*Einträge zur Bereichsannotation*
/---
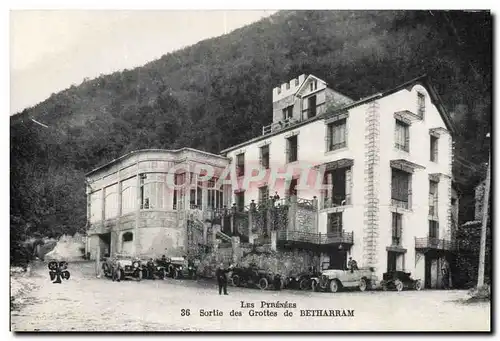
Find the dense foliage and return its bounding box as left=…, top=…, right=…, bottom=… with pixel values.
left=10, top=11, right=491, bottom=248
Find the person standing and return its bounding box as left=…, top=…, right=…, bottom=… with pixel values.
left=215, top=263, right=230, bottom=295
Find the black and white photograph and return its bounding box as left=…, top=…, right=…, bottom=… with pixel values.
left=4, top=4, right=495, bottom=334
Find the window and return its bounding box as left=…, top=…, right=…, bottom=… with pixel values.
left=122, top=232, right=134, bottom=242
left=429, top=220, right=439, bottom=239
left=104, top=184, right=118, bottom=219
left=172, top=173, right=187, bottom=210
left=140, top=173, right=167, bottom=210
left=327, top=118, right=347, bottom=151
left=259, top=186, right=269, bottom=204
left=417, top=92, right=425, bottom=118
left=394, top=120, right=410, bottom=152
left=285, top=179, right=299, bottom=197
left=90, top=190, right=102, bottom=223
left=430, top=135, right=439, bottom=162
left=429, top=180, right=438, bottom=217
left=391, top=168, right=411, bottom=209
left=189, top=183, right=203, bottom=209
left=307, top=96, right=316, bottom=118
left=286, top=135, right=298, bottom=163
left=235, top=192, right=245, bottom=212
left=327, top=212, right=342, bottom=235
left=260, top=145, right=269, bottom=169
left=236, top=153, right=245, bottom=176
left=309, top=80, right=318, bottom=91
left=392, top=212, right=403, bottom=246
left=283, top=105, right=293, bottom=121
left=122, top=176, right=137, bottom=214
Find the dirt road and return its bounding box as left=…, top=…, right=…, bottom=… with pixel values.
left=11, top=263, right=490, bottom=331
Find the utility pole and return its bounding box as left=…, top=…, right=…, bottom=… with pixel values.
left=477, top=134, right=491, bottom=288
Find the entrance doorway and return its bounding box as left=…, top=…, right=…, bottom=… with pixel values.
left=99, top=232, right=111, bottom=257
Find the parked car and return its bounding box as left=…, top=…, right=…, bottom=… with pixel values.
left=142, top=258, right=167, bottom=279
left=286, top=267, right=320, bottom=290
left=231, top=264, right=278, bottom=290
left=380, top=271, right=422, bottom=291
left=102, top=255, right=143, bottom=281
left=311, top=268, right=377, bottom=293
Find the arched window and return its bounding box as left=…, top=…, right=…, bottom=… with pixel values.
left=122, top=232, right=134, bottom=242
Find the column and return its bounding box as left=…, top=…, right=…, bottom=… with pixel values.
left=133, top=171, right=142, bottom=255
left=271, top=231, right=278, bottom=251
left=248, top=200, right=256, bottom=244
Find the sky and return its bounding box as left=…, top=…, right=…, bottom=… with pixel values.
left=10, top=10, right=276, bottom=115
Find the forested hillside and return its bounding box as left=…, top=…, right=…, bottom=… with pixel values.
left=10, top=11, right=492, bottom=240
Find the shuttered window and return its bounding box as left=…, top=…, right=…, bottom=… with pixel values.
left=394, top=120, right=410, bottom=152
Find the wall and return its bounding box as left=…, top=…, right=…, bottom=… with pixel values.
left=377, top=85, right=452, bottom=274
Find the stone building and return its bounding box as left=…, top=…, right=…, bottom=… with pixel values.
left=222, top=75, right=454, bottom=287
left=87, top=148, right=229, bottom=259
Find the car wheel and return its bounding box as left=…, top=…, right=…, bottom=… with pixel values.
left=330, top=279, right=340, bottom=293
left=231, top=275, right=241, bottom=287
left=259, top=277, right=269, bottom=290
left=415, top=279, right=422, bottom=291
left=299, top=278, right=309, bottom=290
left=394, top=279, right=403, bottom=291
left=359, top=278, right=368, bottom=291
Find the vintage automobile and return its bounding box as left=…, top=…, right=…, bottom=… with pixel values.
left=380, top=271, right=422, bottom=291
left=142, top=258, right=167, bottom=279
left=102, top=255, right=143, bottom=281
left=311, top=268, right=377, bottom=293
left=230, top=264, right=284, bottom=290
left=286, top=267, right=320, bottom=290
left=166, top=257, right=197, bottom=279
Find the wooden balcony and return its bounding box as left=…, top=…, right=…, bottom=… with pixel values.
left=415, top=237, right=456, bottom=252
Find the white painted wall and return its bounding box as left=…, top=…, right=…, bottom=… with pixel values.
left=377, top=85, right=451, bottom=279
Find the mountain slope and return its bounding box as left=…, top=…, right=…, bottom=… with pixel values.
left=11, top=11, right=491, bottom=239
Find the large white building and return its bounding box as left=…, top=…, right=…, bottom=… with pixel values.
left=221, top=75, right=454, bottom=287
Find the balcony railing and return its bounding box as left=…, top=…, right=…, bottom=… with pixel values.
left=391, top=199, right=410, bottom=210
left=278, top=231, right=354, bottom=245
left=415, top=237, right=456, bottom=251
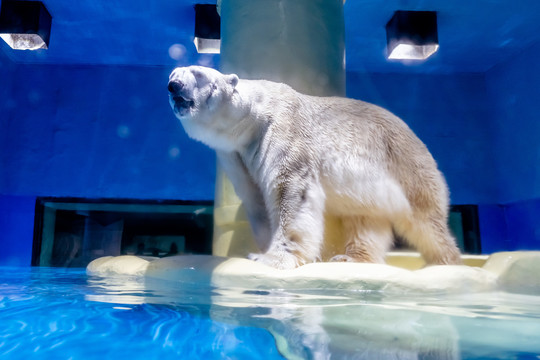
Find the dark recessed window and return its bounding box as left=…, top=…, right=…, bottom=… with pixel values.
\---
/---
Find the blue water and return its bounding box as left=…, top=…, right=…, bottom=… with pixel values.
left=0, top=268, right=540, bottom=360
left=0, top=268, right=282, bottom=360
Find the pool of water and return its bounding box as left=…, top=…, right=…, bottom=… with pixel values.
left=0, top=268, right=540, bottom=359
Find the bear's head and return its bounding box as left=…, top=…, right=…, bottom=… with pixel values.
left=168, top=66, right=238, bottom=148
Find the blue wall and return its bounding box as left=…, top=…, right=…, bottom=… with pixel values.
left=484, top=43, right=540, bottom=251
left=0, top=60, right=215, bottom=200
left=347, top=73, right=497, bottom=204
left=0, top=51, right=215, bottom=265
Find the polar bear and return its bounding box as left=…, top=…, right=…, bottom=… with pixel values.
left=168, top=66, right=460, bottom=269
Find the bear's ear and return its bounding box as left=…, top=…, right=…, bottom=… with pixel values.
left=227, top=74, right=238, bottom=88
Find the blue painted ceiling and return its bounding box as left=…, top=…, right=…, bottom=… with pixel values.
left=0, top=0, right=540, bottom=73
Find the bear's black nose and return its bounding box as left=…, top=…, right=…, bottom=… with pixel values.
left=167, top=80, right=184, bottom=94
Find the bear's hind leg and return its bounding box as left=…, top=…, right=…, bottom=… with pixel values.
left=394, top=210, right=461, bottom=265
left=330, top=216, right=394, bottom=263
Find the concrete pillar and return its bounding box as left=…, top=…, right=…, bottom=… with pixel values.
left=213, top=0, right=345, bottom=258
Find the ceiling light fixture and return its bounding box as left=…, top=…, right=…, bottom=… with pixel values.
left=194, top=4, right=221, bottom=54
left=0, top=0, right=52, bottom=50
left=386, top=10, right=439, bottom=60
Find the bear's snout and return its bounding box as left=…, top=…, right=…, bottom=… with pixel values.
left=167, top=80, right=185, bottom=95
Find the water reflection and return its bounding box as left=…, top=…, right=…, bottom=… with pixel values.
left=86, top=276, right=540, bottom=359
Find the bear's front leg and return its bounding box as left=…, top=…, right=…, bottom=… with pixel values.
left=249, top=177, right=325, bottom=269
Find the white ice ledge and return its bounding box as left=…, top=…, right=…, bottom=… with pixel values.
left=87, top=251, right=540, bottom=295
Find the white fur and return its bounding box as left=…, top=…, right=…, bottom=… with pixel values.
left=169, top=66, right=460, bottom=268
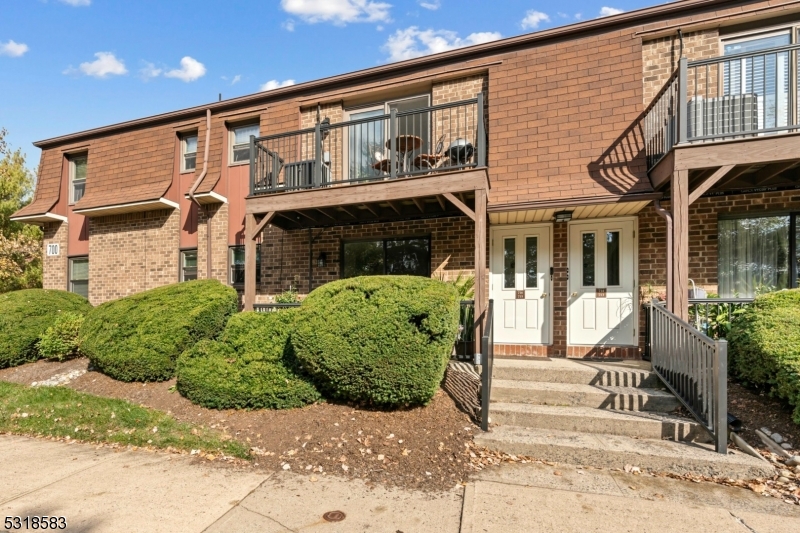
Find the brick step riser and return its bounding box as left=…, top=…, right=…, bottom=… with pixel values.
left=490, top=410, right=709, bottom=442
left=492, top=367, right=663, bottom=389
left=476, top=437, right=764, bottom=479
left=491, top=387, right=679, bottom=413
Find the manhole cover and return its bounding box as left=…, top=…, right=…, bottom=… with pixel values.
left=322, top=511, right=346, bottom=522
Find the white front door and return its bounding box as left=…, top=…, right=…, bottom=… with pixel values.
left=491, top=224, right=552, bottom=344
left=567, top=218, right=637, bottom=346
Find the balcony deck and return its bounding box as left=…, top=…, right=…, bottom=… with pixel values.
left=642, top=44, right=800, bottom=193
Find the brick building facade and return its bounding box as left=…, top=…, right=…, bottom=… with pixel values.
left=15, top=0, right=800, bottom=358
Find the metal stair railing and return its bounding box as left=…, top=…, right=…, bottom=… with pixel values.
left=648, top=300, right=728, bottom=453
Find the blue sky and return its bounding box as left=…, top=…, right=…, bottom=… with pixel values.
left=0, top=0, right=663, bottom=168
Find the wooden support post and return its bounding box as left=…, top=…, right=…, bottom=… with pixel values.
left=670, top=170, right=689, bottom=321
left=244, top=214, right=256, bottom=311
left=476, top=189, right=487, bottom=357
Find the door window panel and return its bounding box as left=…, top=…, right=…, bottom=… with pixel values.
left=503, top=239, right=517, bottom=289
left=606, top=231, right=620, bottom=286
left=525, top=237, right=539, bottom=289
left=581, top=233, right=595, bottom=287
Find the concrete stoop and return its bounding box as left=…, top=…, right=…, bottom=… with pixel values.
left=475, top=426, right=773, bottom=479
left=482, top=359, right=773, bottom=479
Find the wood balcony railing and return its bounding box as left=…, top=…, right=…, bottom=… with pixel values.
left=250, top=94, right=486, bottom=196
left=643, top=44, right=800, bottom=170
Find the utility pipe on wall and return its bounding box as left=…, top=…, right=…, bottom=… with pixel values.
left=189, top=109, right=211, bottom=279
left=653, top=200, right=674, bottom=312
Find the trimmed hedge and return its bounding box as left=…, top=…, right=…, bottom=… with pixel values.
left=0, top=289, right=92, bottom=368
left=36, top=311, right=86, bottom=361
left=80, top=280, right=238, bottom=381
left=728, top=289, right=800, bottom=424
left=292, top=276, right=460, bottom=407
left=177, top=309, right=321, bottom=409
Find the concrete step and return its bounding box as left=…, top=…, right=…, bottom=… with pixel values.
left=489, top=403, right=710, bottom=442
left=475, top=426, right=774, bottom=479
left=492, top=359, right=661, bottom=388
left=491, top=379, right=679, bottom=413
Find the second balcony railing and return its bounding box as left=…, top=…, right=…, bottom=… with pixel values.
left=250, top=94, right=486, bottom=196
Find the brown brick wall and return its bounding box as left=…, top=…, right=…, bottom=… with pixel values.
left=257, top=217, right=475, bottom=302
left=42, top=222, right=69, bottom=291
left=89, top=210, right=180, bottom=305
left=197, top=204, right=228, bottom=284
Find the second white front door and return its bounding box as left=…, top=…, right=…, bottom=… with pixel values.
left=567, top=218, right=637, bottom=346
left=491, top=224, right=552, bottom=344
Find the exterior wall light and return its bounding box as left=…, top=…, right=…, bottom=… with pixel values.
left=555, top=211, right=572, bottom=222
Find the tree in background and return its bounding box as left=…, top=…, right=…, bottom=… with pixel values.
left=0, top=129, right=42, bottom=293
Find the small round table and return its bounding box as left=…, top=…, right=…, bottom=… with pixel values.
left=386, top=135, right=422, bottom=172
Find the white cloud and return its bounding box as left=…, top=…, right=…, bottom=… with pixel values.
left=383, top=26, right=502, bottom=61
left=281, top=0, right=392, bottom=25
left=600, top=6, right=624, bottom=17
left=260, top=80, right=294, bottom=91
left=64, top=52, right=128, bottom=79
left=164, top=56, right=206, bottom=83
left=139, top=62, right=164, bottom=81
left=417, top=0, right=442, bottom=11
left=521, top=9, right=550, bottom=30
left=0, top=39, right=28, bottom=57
\---
/---
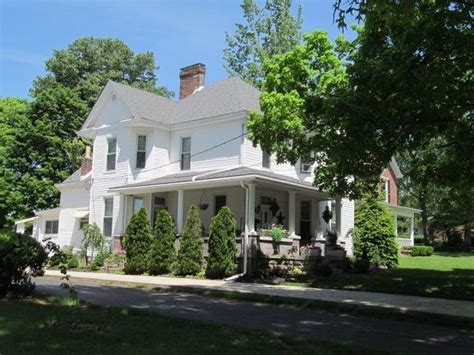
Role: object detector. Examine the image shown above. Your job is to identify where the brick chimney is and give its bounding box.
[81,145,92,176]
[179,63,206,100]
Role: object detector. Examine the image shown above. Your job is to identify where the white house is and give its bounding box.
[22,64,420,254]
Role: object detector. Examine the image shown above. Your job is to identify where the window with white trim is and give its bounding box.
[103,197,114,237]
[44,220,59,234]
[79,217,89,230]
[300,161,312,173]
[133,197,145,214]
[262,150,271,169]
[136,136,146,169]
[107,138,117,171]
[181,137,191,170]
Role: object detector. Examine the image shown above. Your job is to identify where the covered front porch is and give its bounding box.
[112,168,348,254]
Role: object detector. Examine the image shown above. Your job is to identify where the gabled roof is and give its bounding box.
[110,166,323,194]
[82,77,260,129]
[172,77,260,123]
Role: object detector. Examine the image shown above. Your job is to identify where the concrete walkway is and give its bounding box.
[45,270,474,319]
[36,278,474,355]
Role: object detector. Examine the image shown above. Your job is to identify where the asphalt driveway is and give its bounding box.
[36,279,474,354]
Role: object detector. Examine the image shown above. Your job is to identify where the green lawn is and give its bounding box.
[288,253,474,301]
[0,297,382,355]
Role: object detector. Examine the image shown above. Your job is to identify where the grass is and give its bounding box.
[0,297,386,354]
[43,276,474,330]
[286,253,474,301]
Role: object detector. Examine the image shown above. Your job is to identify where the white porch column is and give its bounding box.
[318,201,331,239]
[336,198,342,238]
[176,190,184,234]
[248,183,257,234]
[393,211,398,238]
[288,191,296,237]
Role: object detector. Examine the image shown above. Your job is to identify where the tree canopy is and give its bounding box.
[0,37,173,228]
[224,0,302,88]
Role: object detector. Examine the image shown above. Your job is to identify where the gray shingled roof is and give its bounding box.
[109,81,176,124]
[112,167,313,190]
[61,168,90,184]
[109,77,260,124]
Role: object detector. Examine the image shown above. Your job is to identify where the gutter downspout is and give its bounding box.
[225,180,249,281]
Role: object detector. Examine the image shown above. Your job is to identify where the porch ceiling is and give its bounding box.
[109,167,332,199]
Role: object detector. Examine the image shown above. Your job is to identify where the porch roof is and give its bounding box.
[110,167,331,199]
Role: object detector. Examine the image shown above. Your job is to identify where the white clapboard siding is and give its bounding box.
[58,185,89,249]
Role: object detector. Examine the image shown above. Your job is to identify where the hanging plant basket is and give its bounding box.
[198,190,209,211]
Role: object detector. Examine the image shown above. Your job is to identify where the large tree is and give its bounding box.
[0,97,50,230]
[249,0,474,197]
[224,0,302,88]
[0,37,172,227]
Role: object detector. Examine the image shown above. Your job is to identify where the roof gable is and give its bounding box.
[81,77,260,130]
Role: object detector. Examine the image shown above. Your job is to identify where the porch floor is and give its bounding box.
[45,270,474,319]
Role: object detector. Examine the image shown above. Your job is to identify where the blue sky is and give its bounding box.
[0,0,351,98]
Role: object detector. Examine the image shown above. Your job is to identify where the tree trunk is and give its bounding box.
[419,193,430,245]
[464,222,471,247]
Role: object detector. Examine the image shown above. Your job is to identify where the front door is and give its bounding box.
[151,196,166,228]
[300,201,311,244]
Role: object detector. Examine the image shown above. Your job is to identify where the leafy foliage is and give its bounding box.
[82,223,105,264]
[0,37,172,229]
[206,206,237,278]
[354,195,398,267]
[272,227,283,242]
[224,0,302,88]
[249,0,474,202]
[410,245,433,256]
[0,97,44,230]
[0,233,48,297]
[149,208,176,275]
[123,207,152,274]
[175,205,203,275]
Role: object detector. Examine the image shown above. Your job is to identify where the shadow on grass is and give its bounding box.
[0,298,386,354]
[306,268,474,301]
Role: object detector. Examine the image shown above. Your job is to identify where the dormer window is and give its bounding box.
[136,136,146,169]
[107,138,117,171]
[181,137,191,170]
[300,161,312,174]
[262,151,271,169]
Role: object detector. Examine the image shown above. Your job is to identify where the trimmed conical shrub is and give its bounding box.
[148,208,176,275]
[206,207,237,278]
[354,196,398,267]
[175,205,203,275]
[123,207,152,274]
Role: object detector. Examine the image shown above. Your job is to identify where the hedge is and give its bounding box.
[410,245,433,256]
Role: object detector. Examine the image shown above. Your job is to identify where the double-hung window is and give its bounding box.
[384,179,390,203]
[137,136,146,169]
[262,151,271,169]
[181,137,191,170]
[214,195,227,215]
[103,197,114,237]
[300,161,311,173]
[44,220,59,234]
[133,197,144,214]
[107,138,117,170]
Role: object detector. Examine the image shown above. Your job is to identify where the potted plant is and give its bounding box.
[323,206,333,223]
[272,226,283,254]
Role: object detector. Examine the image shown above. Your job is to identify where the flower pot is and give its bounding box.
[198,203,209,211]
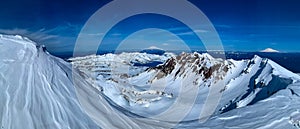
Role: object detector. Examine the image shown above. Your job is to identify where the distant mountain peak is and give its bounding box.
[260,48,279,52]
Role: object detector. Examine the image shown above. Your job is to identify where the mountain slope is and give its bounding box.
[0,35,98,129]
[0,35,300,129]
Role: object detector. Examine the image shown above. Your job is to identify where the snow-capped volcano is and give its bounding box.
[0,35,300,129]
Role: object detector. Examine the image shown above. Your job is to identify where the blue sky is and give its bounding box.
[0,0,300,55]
\---
*Aufgabenstellung*
Gib die Zeilen der Daten als Markdown-Tabelle mit den Spalten „Nr.“ und „Zeile“ wieder, und zwar nur ab der Zeile mit „Find the black“ bis einschließlich der Zeile mit „left=4, top=4, right=495, bottom=334“. Leere Zeilen bleiben dabei weg.

*Richtige Ausgabe*
| Nr. | Zeile |
|---|---|
| 1 | Find the black and white photograph and return its bounding box as left=…, top=…, right=…, bottom=… with pixel values. |
| 2 | left=4, top=4, right=495, bottom=334 |